** start Text segment **
Wade Stepheney v. United States of America, Gerald Hughes Singleton v. United States

516 F.2d 7 | 4th Cir. | 1975

Lead Opinion

PER CURIAM:

After pleading guilty to bank robbery, Gerald Singleton was sentenced to eighteen years in prison. He moved for a reduction of the sentence or for its vacation on the ground that the sentence was imposed partly on the basis of a conviction obtained when he was not represented by counsel. The District Court denied the motion without a hearing, finding that Singleton’s sentence was an appropriate one. It specifically noted that the criminal record “contributed nothing to the determination of the length of the sentence.”

Wade Stepheney was sentenced to five years in prison and five years probation when a jury convicted him on two counts of receiving stolen automobiles. As Singleton, he moved for a reduction or vacation of the sentence, claiming that he was sentenced on a criminal record containing invalid prior convictions. Considering the motion, the District Court assumed that the prior convictions were void and found that the sentence was nonetheless “appropriate” on the basis of the trial record and the adjusted conviction record. It dismissed the petition.

In United States v. Tucker, 404 U.S. 443, 92 S.Ct. 589, 30 L.Ed.2d 592 (1972), the Supreme Court ruled that a prisoner who was sentenced on the basis of invalid prior convictions must be resentenced. The Tucker Court, however, did not decide how lower courts should handle prisoners’ motions for resentencing. This Court, however, has adopted a two-step procedure. Brown v. United States, 483 F.2d 116 (4th Cir. 1973). Under Brown, the district judge should first consider whether the sentence was appropriate, discounting the prior convictions. If not, he must reach the second question whether the prior convictions have been invalidated. In Brown the court found it necessary “to remand the proceeding to the District Court in order that it might review the record to determine whether, assuming the invalidity of the three state convictions in question, its sentence would be the same.” Id. at 118. We follow Brown, construing its language consistently with its directions to the trial judge. So construed, we reaffirm Brown’s holding.
** end Text segment **
** start Records shown **
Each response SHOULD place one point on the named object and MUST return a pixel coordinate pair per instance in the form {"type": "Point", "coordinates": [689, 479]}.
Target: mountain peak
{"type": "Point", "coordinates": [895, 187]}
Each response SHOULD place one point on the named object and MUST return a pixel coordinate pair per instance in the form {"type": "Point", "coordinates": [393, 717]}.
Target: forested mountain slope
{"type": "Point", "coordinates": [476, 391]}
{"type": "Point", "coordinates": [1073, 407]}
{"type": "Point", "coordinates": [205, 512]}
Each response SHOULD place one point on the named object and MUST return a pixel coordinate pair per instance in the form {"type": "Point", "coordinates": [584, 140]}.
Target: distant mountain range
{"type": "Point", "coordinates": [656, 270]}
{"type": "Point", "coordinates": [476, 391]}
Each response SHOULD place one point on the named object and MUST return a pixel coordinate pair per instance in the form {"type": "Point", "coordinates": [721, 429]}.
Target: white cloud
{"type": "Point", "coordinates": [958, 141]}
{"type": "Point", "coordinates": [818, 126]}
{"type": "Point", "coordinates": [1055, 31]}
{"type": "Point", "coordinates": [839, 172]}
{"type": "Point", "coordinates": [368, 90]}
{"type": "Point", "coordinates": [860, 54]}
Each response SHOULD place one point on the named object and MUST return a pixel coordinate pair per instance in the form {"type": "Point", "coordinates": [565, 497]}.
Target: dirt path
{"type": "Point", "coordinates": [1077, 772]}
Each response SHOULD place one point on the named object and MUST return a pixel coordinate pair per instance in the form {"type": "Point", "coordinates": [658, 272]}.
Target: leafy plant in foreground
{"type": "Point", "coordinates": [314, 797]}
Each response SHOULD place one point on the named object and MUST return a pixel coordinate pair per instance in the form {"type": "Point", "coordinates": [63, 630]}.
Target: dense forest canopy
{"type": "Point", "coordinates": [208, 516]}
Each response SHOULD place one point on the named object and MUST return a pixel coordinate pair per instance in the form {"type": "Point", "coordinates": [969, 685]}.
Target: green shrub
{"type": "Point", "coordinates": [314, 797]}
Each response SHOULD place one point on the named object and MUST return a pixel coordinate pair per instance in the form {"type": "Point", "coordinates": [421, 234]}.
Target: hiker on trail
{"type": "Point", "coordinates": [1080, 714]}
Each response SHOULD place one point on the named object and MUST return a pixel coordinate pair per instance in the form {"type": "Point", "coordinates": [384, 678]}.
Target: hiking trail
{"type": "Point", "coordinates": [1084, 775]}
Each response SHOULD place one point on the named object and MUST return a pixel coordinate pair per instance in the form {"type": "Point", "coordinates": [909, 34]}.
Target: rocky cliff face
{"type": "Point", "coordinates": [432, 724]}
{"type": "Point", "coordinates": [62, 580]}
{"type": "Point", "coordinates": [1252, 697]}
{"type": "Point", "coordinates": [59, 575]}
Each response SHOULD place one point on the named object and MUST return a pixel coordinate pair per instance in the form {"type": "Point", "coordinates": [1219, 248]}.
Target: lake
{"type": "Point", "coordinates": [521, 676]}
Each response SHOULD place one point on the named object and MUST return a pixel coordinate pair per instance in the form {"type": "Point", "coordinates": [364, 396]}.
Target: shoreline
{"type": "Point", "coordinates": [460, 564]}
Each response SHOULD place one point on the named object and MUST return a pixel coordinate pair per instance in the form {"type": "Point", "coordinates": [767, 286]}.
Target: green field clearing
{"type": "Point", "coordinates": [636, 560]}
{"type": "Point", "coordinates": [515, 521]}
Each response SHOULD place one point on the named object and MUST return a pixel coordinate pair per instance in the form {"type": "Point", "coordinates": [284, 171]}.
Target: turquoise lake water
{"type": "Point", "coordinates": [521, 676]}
** end Records shown **
## Task to carry out
Translate this sentence from the court opinion into Spanish: "The District Court denied the motion without a hearing, finding that Singleton’s sentence was an appropriate one."

## The solution
El Tribunal de Distrito denegó la moción sin celebrar una audiencia, al considerar que la condena de Singleton era adecuada.